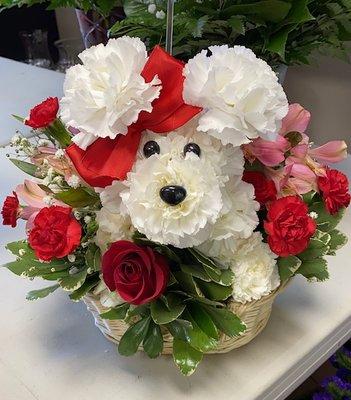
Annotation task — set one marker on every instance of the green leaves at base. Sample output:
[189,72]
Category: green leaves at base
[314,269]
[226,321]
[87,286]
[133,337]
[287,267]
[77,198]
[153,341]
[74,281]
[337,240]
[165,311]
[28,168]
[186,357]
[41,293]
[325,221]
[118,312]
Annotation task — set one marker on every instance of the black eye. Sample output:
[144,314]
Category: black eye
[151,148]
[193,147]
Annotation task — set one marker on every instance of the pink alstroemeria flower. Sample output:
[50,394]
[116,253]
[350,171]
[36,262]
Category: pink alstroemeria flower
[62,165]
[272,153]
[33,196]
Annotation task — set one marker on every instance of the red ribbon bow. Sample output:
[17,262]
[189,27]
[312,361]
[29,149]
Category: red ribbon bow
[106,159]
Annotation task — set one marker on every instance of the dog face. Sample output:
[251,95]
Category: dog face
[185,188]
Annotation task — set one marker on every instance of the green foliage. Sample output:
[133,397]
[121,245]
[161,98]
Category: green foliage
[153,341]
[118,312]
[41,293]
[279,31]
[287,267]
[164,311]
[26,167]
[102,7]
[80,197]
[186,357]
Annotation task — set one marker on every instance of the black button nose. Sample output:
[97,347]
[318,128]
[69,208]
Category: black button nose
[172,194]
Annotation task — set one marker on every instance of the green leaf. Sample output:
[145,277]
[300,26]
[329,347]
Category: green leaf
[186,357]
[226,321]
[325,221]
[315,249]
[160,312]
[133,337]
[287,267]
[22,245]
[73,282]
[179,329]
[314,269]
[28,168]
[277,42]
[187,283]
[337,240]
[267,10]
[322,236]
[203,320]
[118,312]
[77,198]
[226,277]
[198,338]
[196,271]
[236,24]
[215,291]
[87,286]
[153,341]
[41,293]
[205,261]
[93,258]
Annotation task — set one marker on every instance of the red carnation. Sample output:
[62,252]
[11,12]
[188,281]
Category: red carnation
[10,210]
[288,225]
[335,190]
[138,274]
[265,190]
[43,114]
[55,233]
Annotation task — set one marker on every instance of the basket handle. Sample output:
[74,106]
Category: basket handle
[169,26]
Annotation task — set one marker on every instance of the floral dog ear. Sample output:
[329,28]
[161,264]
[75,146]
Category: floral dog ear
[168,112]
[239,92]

● ● ● ● ● ● ●

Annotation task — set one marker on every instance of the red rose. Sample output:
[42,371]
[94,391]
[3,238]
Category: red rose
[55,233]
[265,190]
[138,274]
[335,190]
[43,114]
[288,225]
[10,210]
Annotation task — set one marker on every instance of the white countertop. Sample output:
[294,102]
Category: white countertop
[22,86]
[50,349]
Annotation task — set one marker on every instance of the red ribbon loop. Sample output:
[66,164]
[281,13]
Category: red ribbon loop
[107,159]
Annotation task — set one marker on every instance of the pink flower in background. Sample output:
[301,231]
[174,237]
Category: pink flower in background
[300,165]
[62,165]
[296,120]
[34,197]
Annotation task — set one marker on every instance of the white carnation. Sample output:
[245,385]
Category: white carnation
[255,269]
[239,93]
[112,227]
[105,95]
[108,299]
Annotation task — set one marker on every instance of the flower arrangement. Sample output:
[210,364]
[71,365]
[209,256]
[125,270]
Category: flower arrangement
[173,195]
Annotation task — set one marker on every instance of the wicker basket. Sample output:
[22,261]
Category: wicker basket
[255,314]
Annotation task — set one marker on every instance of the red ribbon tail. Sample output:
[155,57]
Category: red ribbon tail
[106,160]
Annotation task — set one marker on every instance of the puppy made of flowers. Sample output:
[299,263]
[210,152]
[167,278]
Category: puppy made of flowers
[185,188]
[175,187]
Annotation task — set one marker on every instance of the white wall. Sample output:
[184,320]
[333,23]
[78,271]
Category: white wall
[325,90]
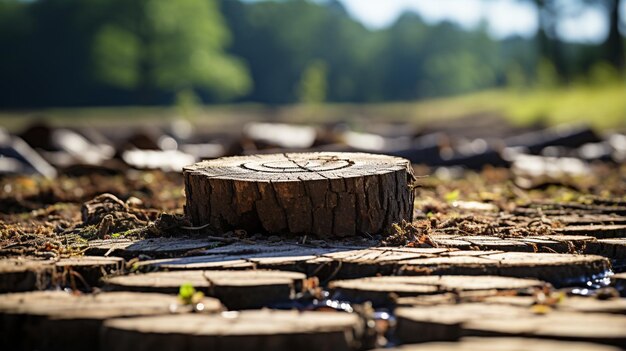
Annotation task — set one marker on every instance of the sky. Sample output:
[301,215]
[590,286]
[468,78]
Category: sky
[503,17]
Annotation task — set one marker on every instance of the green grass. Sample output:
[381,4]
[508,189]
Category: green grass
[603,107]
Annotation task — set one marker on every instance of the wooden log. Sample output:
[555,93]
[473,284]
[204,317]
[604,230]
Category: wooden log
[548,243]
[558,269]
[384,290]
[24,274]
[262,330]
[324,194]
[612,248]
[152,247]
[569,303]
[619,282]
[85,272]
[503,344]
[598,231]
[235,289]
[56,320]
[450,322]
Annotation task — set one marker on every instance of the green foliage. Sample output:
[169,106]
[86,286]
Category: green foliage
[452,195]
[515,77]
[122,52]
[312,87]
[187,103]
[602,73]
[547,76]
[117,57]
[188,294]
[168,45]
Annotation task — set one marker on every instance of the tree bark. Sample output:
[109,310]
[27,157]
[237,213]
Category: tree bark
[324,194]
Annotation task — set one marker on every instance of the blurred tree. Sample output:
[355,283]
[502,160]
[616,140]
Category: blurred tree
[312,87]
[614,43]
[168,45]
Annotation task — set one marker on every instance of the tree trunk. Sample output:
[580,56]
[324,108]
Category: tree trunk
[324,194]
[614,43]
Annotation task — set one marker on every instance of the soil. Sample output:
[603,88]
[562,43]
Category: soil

● ● ● ● ● ● ●

■ Your instructions: Reproduce the lines above verbatim, beginning at the line that contains "of the sky." and ending after the line that contains "Category: soil".

■ Result of this task:
Annotation task — set one marker on every instance of the sky. Sample output:
[301,215]
[590,286]
[468,78]
Category: sky
[503,17]
Annotation task — set one marker on every instance of the green grass. Sample output:
[381,4]
[508,189]
Category: green grass
[603,107]
Annotation task — set one marker on every instance of the wooden log. Sample output:
[555,93]
[473,284]
[204,317]
[604,230]
Category: wooden log
[548,243]
[558,269]
[384,290]
[24,274]
[262,330]
[324,194]
[612,248]
[152,247]
[569,303]
[619,282]
[85,272]
[503,344]
[598,231]
[235,289]
[56,320]
[450,322]
Annotation task — set one marker on every instance of the green foliage. Sample output:
[169,106]
[86,286]
Category: green foliage
[452,195]
[515,77]
[122,52]
[312,87]
[187,103]
[602,73]
[547,76]
[117,57]
[188,294]
[168,45]
Annotation task — set one marker on every instance of the tree bark. Sample output:
[109,310]
[27,157]
[237,213]
Category: tree bark
[324,194]
Annotation task — set one marker on every instance of the blurred tree. Sample output:
[355,283]
[502,160]
[616,140]
Category: blurred tree
[312,87]
[614,43]
[168,45]
Annotation task — set one marker on every instance of the tree trunk. Sample output:
[580,56]
[324,108]
Category: tree trunk
[324,194]
[614,43]
Annotation task — set one marker on every instance of the soil. Sample output:
[603,88]
[562,43]
Category: soil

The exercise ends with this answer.